** EXERCISE **
Count the lines below that contain the string "white", treating uppercase and lowercase as different, and state only the number.

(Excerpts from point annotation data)
------
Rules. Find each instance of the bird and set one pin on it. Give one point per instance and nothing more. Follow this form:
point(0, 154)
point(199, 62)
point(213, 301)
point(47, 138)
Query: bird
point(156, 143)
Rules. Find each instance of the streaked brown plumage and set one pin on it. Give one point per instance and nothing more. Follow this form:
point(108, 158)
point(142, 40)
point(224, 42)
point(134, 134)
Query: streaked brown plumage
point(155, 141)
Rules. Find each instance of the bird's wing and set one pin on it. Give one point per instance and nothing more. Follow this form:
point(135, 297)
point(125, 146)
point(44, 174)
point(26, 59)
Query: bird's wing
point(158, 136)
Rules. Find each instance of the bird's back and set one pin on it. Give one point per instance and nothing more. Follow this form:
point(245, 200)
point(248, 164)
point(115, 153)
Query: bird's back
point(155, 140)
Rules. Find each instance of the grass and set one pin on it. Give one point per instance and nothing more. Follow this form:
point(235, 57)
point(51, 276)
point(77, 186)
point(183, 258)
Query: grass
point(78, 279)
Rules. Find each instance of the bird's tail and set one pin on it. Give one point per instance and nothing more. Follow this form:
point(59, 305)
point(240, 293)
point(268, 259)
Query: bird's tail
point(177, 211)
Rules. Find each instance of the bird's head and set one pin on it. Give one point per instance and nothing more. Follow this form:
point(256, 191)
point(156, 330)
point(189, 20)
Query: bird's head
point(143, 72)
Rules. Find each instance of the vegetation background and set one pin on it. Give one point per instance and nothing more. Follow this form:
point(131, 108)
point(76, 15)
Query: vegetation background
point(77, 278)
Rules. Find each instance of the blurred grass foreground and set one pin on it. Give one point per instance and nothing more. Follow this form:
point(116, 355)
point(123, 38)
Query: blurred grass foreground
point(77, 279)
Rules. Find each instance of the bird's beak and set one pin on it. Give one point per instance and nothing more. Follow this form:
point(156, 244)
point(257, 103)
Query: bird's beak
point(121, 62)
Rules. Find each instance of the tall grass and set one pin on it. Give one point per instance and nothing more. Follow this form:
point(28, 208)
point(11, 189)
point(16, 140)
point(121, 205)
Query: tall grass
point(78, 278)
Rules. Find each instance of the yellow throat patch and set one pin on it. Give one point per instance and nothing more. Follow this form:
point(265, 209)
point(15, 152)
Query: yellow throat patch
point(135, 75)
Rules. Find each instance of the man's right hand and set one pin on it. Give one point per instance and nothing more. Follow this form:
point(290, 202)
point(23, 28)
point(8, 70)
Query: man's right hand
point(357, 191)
------
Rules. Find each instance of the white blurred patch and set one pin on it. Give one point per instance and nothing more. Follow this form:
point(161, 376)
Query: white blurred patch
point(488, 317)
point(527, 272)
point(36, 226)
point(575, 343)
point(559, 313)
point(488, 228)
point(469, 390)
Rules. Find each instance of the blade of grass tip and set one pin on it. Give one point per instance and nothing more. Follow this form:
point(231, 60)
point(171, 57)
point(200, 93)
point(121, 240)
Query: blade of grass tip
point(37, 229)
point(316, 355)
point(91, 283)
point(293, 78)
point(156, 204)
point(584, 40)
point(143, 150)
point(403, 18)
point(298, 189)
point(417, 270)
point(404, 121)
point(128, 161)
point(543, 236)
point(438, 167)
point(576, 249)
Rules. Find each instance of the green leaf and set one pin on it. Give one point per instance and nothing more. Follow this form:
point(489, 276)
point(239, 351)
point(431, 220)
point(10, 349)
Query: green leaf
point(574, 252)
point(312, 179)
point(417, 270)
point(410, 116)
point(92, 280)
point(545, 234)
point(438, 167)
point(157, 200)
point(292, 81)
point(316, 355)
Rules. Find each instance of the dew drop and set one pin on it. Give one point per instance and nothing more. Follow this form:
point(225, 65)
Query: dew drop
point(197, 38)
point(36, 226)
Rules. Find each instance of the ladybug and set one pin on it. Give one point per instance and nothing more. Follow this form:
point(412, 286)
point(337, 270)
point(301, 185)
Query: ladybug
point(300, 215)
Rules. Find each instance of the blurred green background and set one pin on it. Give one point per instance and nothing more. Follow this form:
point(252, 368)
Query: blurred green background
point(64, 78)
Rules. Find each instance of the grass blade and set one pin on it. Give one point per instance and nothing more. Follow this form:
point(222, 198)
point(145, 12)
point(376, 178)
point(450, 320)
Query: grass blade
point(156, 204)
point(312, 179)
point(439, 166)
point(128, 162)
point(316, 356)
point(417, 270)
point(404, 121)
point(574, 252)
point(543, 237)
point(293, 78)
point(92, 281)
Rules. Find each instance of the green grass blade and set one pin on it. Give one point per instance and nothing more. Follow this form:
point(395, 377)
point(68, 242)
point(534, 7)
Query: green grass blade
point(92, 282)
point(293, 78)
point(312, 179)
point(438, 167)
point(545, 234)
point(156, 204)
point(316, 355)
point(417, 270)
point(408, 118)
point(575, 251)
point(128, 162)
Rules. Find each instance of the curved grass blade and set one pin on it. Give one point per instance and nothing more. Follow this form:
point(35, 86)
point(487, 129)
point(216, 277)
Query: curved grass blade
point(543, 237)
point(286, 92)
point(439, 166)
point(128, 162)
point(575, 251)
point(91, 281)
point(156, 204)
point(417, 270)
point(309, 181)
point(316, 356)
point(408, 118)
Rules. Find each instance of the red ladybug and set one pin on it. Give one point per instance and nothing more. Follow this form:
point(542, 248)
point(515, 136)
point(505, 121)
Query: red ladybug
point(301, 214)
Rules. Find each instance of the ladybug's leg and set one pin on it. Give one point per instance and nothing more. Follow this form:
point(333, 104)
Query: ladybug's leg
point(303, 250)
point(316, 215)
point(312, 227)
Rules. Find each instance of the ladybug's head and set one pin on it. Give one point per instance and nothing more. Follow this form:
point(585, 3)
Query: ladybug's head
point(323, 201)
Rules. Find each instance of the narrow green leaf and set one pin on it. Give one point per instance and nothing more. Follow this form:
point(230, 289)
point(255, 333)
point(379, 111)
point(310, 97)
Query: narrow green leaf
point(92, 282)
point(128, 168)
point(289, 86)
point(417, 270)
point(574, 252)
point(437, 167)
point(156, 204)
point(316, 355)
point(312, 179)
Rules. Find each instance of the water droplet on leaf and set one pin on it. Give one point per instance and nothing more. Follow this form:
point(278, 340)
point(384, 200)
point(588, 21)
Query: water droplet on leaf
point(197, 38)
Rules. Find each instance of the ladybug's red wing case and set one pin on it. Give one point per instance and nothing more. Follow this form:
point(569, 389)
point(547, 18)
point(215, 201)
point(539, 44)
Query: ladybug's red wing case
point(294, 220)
------
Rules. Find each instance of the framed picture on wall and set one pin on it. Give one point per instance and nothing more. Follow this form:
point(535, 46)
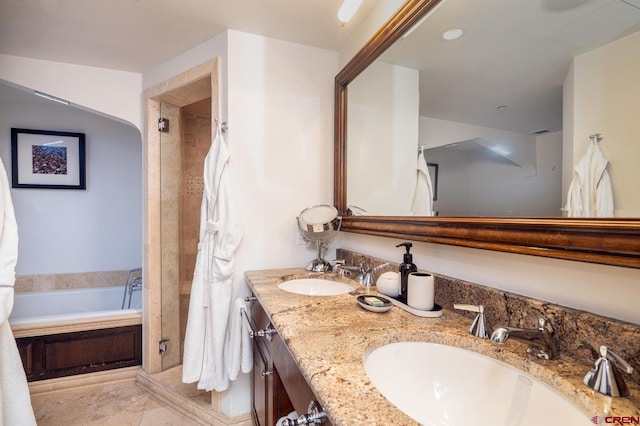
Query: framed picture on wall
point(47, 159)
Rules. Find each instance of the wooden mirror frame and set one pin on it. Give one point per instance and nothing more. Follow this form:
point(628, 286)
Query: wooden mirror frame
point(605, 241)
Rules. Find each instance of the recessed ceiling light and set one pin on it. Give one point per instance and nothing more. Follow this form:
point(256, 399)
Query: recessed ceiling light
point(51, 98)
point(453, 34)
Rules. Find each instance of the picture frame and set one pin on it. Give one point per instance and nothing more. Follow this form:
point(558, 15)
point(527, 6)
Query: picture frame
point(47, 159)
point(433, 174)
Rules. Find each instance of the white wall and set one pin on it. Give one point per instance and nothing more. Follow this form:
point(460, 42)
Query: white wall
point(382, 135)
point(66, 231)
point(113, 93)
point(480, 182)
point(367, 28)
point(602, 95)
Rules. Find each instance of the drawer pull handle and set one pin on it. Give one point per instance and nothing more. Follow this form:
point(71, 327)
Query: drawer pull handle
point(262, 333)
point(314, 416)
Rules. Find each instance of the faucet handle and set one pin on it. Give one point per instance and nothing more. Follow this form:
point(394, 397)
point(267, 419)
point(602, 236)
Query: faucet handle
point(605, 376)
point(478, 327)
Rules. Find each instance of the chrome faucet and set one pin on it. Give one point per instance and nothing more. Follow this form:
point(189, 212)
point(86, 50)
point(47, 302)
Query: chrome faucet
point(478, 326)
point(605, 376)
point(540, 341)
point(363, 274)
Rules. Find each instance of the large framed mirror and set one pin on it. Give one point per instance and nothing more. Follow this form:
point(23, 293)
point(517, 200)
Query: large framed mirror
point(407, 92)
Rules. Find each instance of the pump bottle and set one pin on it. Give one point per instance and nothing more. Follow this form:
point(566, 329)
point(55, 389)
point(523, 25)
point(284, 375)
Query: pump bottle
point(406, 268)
------
** FINAL ANSWER **
4